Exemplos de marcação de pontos
--------------------------------------------------

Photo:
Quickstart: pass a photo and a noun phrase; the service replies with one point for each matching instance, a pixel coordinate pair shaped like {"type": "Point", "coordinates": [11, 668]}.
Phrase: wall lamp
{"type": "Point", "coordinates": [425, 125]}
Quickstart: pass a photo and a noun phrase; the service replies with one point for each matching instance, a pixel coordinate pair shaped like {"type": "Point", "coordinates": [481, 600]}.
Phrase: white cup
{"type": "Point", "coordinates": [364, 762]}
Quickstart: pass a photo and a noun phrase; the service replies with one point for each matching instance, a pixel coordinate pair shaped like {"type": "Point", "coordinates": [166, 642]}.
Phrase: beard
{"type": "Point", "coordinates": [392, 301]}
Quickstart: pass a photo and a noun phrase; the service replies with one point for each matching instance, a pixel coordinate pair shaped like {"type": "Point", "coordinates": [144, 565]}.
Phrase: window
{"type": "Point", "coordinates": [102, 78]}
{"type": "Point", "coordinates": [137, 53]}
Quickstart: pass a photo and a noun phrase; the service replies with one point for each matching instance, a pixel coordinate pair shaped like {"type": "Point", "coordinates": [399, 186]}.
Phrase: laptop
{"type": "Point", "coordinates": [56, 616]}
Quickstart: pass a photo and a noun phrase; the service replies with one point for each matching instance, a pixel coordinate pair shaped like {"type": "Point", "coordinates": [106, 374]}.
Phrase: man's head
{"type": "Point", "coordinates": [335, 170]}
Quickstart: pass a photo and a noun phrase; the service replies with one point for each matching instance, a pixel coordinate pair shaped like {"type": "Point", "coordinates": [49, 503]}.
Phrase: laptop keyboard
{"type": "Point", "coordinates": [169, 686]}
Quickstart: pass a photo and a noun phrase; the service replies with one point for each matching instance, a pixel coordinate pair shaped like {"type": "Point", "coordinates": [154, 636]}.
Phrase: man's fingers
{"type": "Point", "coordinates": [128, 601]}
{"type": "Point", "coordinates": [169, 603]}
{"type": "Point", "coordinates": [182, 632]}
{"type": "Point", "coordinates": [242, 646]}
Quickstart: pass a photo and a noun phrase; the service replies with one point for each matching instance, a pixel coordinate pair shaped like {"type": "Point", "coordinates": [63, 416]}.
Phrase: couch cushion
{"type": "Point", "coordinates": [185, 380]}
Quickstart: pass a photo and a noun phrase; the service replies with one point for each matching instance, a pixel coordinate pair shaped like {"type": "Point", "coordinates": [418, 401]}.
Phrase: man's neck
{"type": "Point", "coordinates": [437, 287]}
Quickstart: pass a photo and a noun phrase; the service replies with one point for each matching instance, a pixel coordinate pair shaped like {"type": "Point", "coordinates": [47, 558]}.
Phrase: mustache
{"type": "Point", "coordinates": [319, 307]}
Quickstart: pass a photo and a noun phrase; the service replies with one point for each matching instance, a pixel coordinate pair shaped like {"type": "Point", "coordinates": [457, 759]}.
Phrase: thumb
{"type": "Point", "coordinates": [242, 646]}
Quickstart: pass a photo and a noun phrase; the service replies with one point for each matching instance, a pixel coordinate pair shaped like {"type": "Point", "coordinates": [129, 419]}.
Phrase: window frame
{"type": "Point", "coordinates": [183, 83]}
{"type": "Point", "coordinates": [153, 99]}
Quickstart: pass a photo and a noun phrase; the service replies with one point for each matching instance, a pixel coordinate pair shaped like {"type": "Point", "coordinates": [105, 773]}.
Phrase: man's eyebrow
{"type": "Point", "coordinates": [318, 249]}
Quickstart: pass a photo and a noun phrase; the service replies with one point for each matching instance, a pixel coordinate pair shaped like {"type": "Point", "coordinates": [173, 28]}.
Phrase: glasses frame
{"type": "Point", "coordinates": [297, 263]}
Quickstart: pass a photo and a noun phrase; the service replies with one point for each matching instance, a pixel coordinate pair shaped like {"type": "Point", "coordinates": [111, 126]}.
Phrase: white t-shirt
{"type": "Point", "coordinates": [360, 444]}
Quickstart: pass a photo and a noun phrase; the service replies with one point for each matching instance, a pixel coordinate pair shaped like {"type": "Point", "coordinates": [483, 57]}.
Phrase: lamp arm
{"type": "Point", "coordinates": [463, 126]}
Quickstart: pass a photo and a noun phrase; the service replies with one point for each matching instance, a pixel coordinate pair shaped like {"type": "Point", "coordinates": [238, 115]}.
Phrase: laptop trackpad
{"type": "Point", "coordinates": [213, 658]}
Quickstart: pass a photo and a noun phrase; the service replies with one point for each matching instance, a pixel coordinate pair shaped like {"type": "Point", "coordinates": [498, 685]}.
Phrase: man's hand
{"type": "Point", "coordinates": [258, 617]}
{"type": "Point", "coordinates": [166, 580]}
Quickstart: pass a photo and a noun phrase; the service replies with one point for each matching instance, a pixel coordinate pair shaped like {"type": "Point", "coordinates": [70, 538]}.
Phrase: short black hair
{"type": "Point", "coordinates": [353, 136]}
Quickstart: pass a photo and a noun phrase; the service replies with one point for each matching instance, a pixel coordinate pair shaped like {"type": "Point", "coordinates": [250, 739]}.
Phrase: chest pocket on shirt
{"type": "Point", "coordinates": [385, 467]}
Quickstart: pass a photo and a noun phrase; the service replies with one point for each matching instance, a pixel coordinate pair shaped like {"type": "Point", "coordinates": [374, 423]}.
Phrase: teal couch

--------------------------------------------------

(Tarefa):
Por favor, devolva cada uma das linhas acima que contenha a palavra "shirt". Maiúsculas e minúsculas contam.

(Resolução do exercício):
Phrase: white t-shirt
Phrase: chest pocket on shirt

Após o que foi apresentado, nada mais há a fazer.